-- begin Extract to read --

2. Assuming the HW is replaced on the 2hr mark (not typical in my experience), AND assuming Nutanix was not automatically self healing prior to the drive/node replacement, the replacement drive or node would then START the process of self healing. So the actual time to recovery would be greater than 2hrs. In the case of Nutanix, self heal begins almost immediately.

3. If a cluster is sized for the desired level of availability based on business requirements, say N+2, a Node can fail, Nutanix will automatically self heal and then tolerate a subsequent failure with the ability to full self heal the configured resiliency factor (2 or 3) again.

4. If a cluster is sized only to customer requirement of only N+1, a Node can fail, Nutanix will automatically and fully self heal. Then in the unlikely (but possible) event of a subsequent failure (i.e.: A 2nd node failure before the next business day warranty replaces the failed HW), the Nutanix cluster will still continue to operate.

5. The performance impact of a node failure in a Nutanix environment is N-1, so in a worst case scenario (3 node cluster) the impact is 33%, compared to a 2 controller SAN/NAS where the impact would be 50%. In a 4 node cluster the impact is only 25% and for customer with say 8 nodes only 12.5%. The bigger the cluster the lower the impact. Nutanix recommends N+1 up to 16 nodes, and N+2 up to 32 nodes. Beyond 32 nodes higher levels of availability may be desired based on customer requirements.

The risk and impact of the failure scenario/s is key, in the case of Nutanix, because of the self healing capability, and the fact all controllers and SSDs/HDDs in the cluster participate in the self heal, it can be done very quickly and with low impact. So the impact of the failure is low (N-1) and the recovery is done quickly, so the risk to the business is low, therefore dramatically reducing (and in my opinion potentially removing) the requirement for a 24×7 2 or 4hr support contract for Nutanix customers.

In Summary:

1. The decision on what hardware maintenance contract is appropriate is a business level decision which should be based in part on a comprehensive risk assessment done by an experienced enterprise architect, intimately familiar with all the technology being used.

-- end Extract to read --

# [Objectives]
**a.** According to the passage on Nutanix self-healing, what is the performance impact of a node failure in a 4 node cluster?
**b.** Reproduce the part of the rows below that opens with the line containing "mark: sneaker sole" and runs through the end of the rows, copying each line as it stands and leaving out any pictures.

-- begin Data entries --

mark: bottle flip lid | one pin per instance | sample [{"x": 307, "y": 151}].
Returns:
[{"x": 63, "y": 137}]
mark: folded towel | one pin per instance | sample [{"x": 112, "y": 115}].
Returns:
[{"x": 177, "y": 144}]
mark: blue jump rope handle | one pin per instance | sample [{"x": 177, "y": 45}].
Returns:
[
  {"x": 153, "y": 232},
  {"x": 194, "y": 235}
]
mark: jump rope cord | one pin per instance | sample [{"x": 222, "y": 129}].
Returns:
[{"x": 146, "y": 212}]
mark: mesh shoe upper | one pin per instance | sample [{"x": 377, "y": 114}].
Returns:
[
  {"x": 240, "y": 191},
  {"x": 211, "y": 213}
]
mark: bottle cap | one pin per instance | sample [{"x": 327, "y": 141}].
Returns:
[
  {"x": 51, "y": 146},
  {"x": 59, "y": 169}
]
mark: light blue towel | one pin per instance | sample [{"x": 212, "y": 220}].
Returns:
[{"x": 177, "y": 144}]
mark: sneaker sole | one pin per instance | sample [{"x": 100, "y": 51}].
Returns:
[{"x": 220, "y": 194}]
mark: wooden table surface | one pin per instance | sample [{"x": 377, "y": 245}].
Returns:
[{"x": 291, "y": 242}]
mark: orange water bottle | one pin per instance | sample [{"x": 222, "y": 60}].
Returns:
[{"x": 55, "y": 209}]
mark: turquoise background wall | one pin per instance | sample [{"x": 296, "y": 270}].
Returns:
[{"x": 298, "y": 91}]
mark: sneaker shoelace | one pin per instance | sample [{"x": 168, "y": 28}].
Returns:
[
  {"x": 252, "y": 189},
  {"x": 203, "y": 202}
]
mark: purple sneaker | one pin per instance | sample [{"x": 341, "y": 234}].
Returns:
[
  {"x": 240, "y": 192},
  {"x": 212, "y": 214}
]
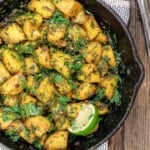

-- end Data entries --

# [Solution set]
**a.** 25%

**b.**
mark: sneaker sole | one pin per instance | sample [{"x": 100, "y": 51}].
Returns:
[{"x": 220, "y": 194}]
mark: wooden table surface | one pin per instance | sample [{"x": 377, "y": 245}].
Returns:
[{"x": 291, "y": 242}]
mark: orange water bottle | one pin per instance | sample [{"x": 222, "y": 60}].
Returns:
[{"x": 55, "y": 209}]
mark: turquoise background wall | one pin per instance | sample [{"x": 296, "y": 270}].
Returns:
[{"x": 298, "y": 91}]
mark: sneaker shoelace | one pin per instance | sample [{"x": 168, "y": 28}].
Returns:
[
  {"x": 252, "y": 189},
  {"x": 203, "y": 202}
]
mark: purple sneaker | one pin per instance | sample [{"x": 341, "y": 234}].
Returns:
[
  {"x": 240, "y": 192},
  {"x": 212, "y": 214}
]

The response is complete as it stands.